__Exercise brief__
Each record below has to be printed verbatim.

__Excerpted data__
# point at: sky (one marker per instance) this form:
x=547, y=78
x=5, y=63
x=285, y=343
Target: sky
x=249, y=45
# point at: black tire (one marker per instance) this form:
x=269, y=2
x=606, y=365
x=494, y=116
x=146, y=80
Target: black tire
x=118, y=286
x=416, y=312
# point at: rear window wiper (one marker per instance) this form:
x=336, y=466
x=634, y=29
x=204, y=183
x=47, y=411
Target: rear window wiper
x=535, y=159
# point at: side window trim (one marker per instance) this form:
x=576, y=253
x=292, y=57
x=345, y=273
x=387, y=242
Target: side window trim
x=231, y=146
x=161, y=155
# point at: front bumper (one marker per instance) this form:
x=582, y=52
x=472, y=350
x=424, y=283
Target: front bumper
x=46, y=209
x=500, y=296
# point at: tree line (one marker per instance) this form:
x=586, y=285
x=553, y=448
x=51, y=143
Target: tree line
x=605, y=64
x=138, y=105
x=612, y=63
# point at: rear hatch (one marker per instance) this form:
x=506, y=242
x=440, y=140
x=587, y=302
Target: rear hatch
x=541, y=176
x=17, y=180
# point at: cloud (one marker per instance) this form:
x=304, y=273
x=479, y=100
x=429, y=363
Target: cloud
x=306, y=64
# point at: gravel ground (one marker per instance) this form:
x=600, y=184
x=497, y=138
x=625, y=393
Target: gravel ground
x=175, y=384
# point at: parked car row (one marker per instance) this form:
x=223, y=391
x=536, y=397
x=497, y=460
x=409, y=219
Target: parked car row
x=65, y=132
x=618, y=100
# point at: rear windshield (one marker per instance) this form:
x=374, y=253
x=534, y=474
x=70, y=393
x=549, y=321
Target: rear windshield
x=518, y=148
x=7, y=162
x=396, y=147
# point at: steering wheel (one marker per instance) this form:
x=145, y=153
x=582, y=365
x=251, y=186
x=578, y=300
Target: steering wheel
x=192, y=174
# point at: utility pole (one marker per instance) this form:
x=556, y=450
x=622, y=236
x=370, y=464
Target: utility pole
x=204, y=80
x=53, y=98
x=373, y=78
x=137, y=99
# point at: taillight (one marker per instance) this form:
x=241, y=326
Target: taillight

__Exercise solution__
# point at: sky (one marker per instance) this form:
x=547, y=78
x=5, y=63
x=285, y=343
Target: sky
x=249, y=45
# point at: black tire (one marker per instance) this form:
x=269, y=2
x=606, y=365
x=494, y=116
x=146, y=80
Target: black tire
x=118, y=286
x=416, y=312
# point at: rear window wiper (one marker per instance) this form:
x=336, y=466
x=634, y=29
x=204, y=183
x=47, y=411
Target: rear window wiper
x=535, y=159
# point at: side window trim (one marker per instance) this form:
x=576, y=253
x=292, y=57
x=345, y=273
x=387, y=242
Target: side window trim
x=231, y=146
x=161, y=155
# point at: front bumper (one marker per instance) this form:
x=582, y=52
x=472, y=350
x=424, y=283
Target: front bumper
x=46, y=209
x=500, y=296
# point at: tree line (one marker per instance) this form:
x=586, y=285
x=553, y=448
x=51, y=143
Target: tree line
x=605, y=64
x=138, y=105
x=612, y=63
# point at: rear hatch (one marker per instance) this form:
x=506, y=242
x=440, y=140
x=587, y=302
Target: rear hatch
x=541, y=176
x=17, y=180
# point at: cloud (one marker per instance) this form:
x=304, y=273
x=479, y=100
x=429, y=363
Target: cloud
x=306, y=64
# point at: gravel ground (one marker per instance) this form:
x=600, y=184
x=497, y=138
x=625, y=393
Target: gravel ground
x=175, y=384
# point at: parked car row (one marker per instance) this form:
x=223, y=391
x=536, y=397
x=497, y=460
x=409, y=219
Target: parked car row
x=65, y=132
x=618, y=100
# point at: rear windshield (one marker per instance) this form:
x=374, y=253
x=534, y=474
x=70, y=393
x=549, y=321
Target: rear windshield
x=518, y=148
x=7, y=162
x=396, y=147
# point at: steering wheel (one marker per instance) this form:
x=145, y=153
x=582, y=365
x=251, y=186
x=578, y=300
Target: steering wheel
x=192, y=174
# point at: utility pole (one marker per instance) this form:
x=556, y=450
x=622, y=236
x=370, y=464
Target: utility pole
x=204, y=80
x=53, y=98
x=373, y=78
x=137, y=99
# point at: taillight (one marker per instance) this form:
x=241, y=326
Target: taillight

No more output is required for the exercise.